Positioning report 174 may provide a multi-dimensional time series
metric report. Risk report 176 may provide a multi-dimensional risk
metric report, and may provide a heat-mapped correlation/covariance
matrix.
[0061] Referring to FIG. 3, a method for dynamic risk modeling
tagging is disclosed according to one embodiment.
[0062] In step 305, a library of tags may be defined and/or
created. In one embodiment, the tags may be created by a tag
manager, by an automated process, etc. In one embodiment, the tags
may be grouped, organized into a hierarchy, etc.
[0063] The tags may represent one or more concept, including, for
example, the static attributes of a portfolio holding (e.g., asset
class, country, currency, instrument type, etc.), the dynamic
statistical attributes of a portfolio holding (e.g.,
correlation/beta/co-integration to market risk factors as defined
by a multi-dimensional market risk model, etc.), the dynamic
attributes of a portfolio holding (e.g., subjective tags applied by
the investment managers such as "strategy," "strategy group,"
"macroeconomic driver," etc. that may be used to define the
manager's investment process within the quantitative portfolio
management infrastructure; the dynamic attributes of a portfolio
holding as defined by "smart" algorithms such as machine learning,
artificial intelligence, big data analysis, correlation clustering,
etc. to assign tags automatically based on the dynamic output of
such algorithms; the dynamic attributes of a portfolio holding as
defined by agencies external to the organization, such as ESG
(Environmental, Social and Governance) factor loadings, carbon
footprints, sustainability indices, etc.
[0064] In step 310, the tags may be assigned to one or more
positions. The tags may be assigned manually, automatically using
machine learning, or by a combination.
[0065] For example, in one embodiment, machine learning and/or
artificial intelligence may be applied to the historical track
record of portfolio holdings to train algorithms based upon the
portfolio manager's previous tagging decisions. The algorithm may
then run automatically to tag, or to suggest tags, additions to the
portfolio. The portfolio manager may accept the tags or suggested
tags, or may override the tags or suggested tags. With sufficient
training, such an artificial algorithm may automate fully the
dynamic tagging process. Thus, automated tagging may be applied
across large numbers of portfolios, too numerous to be managed by
accurately and efficiently by human operators.
[0066] In one embodiment, correlation clustering analysis may be
applied to the portfolio holdings to suggest the tags to be used
for new holdings based upon how similar (i.e., clustered) they are
with respect to existing tagged holdings. In addition, clustering
may be used to check tagging for consistency, and may flag
inconsistent tags on holdings that share statistical attributes,
rather than static attributes. In one embodiment, the clustering
analysis is a quantitative algorithm that cannot be performed
manually and so could only be achieved by integrating the
clustering logic directly into the dynamic tagging framework.
[0067] In step 315, data may be received from one or more external
data sources, such as positions, trades, and market data (internal
and/or external).
[0068] In step 320, the external data inputs and the tags may be
provided to one or more engine, such as a P&L engine, a
positioning engine, and a risk engine.

▸ **TASK**
Reproduce the portfolio tagging passage word for word, beginning at the words that contain "Positioning report 174" and stopping after "to one embodiment.". Work from the portfolio tagging passage alone.

▸ **SUPPLIED MATERIAL**
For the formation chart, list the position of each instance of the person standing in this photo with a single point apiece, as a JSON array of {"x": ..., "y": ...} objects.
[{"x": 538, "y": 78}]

▸ **RIGHT ANSWER**
Positioning report 174 may provide a multi-dimensional time series
metric report. Risk report 176 may provide a multi-dimensional risk
metric report, and may provide a heat-mapped correlation/covariance
matrix.
[0061] Referring to FIG. 3, a method for dynamic risk modeling
tagging is disclosed according to one embodiment.